— Exercício proposto a —
Substitua "comerciante" por "lojista" no trecho da reportagem sobre o sequestro do empresário que vai de "Foi nesse endereço, no" a "(RODRIGO VERGARA)", inclusive, e reescreva esse trecho com a troca.

------ Trecho do documento

Foi nesse endereço, no térreo,
que o comerciante foi sequestrado, em 17 de setembro.
O empresário, que tinha um curativo no nariz, com suspeita de
fratura, começou a entrevista
agradecendo o sigilo mantido pelos meios de comunicação. Leia a
seguir trechos de seu depoimento.
(RODRIGO VERGARA)
O SEQUESTRO - "Eu cheguei (à
loja) às 5h30 da manhã, como todo dia. Quando eu cheguei, eu trago sempre o (jornal) "Estadão", e
pus "O Estado" na mesa. Dali a
pouco entraram três... não sei nem
o nome que eu vou dizer para
eles... de metralhadoras. Puseram
um capuz na minha cabeça, me
agarraram e me jogaram dentro de
um carro. Eu resisti, resisti, gritei,
pedi socorro para todo mundo do
meu lado. Não me bateram. Me
empurraram, fizeram tudo para
me empurrar, só, né? Aí pedi socorro, mas ninguém me atendeu."
O LOCAL DO CATIVEIRO -
"Nem sei (onde é), porque fui jogado dentro do carro e fiquei agachado, puseram uma máscara em
cima de mim, eu fiquei com um
capuz na cabeça o tempo todo. Eu
acho que viajei umas duas horas
de carro, todo estrumbicado, com
as costas quebradas da posição em
que eu fiquei. Quando chegamos
lá, eles me jogaram janela adentro,
foi quando eu caí de cabeça e me
machuquei. Eu acho que quebrei o
nariz."
O CATIVEIRO - "Eu só fiquei em
um quarto, numa tenda, e, dentro
da tenda, eu fiquei imobilizado,
porque eu não podia sair. Era uma
tenda para eu dormir, dentro de
um quarto. Aí eu pedi a eles que
tirassem a tendinha porque eu tenho pavor, medo de ficar em um
lugar escuro. Aí eles puseram um
colchonete fora (da tenda) e eu fiquei o tempo todo deitado, sem
poder me mexer. Não estava
amarrado."
OS SEQUESTRADORES - "Me
pegaram três (homens), mas eles
disseram que havia mais 15 lá fora,
tudo de metralhadora, viu? Tudo
mascarado. Alguém alguma vez
ouviu falar de Primo Carmela
(campeão mundial dos pesos-pesados em 1933), que foi campeão
de boxe da Itália? Era um daquele
tipo, eu acho que tinha uns 2 metros e tanto. Só de olhar o tamanho
dele apavorava. Eles disseram que
eram profissionais. Agora, eu quero dar um parecer favorável a eles,
porque eles foram gentis comigo.
Eu acho que eles respeitaram minha idade de 80 e tantos anos e não
me bateram, não fizeram nada de
maldade."

------------
------ Listagem fornecida

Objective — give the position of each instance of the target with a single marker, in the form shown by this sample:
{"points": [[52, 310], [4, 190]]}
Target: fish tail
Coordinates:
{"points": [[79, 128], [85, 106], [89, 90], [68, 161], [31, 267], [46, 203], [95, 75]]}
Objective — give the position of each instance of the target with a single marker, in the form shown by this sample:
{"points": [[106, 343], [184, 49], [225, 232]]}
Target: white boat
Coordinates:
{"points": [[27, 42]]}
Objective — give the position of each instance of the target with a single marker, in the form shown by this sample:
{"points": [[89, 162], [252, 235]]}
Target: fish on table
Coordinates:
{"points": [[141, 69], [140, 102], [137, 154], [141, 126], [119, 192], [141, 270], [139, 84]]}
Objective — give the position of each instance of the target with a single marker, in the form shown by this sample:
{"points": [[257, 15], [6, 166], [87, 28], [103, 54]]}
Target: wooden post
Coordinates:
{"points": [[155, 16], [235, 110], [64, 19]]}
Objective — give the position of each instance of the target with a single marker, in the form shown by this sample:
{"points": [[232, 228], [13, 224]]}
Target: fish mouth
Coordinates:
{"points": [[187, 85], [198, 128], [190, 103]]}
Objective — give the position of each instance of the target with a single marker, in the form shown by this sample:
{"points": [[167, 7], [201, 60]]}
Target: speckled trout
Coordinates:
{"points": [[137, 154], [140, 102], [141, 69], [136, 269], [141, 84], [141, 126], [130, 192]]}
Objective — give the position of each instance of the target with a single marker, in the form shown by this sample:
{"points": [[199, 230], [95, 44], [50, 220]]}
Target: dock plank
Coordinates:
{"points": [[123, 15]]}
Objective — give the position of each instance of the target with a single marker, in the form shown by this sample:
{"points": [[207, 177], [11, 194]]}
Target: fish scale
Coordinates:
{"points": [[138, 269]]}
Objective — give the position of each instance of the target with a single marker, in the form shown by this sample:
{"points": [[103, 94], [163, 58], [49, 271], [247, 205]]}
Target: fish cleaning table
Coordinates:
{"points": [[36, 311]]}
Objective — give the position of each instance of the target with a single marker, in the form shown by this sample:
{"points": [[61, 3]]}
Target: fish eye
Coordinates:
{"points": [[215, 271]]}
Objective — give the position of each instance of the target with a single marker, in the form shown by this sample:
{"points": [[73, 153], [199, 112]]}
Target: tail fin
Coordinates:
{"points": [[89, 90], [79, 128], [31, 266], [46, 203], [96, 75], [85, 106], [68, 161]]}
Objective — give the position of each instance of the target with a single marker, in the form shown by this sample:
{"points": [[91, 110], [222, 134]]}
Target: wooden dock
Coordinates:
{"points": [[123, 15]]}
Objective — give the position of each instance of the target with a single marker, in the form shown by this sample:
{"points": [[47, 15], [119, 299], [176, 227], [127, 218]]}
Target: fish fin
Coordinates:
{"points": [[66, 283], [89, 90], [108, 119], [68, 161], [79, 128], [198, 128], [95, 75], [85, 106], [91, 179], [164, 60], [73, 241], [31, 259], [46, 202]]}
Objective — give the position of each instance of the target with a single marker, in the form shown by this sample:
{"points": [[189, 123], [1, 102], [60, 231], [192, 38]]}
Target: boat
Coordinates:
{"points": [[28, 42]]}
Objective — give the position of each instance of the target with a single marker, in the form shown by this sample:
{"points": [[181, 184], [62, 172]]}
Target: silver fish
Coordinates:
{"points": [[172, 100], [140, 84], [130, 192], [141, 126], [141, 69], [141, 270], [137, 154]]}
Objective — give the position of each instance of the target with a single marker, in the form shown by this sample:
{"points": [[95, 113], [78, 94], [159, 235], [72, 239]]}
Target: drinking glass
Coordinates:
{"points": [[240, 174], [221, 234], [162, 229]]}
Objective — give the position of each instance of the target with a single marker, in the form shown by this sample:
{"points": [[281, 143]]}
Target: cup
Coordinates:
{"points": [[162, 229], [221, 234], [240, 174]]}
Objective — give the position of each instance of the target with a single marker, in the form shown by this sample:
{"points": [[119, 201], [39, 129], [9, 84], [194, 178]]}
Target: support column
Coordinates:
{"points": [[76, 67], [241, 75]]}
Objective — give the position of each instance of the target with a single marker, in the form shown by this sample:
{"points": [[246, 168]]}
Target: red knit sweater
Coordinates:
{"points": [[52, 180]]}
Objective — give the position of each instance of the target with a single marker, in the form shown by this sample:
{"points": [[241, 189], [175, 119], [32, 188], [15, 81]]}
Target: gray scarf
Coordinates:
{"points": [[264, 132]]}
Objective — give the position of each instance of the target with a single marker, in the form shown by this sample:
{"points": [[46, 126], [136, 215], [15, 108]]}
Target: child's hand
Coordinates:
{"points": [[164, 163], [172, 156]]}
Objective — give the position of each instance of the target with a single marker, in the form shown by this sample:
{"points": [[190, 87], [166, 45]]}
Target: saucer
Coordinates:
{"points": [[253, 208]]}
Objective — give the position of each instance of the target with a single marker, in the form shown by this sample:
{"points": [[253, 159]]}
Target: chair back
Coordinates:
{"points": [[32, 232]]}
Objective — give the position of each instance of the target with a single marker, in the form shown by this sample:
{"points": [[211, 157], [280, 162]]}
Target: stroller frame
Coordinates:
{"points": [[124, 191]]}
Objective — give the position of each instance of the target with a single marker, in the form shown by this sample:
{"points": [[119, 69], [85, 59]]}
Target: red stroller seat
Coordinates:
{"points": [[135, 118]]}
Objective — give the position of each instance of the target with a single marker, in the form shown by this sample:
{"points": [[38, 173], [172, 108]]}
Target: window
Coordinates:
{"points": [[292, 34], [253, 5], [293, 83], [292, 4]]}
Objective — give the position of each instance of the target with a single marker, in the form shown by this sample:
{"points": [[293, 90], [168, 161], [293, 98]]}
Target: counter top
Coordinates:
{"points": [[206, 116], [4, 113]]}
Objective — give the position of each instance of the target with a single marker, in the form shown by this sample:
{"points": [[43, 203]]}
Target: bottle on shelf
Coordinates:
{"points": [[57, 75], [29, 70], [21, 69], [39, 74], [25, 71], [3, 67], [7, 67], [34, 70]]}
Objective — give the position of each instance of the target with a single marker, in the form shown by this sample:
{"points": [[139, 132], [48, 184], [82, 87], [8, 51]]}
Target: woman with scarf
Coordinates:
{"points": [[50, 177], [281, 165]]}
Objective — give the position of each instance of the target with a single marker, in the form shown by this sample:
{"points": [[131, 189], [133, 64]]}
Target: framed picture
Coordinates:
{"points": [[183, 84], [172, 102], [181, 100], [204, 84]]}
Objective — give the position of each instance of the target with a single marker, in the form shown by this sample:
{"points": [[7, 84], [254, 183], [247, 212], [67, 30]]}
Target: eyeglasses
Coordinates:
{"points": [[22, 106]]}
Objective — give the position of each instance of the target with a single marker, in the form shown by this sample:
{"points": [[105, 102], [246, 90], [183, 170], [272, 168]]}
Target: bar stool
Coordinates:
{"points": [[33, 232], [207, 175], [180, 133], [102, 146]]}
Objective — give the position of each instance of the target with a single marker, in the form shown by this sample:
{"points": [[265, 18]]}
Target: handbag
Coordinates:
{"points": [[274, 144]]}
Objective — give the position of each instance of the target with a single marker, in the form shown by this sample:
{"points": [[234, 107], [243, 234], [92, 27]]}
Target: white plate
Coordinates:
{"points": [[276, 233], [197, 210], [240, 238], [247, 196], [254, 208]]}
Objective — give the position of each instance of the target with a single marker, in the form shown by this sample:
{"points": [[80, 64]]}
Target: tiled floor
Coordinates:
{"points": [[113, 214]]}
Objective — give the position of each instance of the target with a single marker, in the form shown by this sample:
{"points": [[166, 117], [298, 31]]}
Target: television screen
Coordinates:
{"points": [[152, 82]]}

------------

— Exercício proposto b —
Mostre todas as linhas da listagem acima que contêm a palavra "fish".

— Resultado correto a —
Foi nesse endereço, no térreo,
que o lojista foi sequestrado, em 17 de setembro.
O empresário, que tinha um curativo no nariz, com suspeita de
fratura, começou a entrevista
agradecendo o sigilo mantido pelos meios de comunicação. Leia a
seguir trechos de seu depoimento.
(RODRIGO VERGARA)

— Resultado correto b —
Target: fish tail
Target: fish on table
Target: fish mouth
Target: fish scale
Target: fish cleaning table
Target: fish eye
Target: fish fin
Target: silver fish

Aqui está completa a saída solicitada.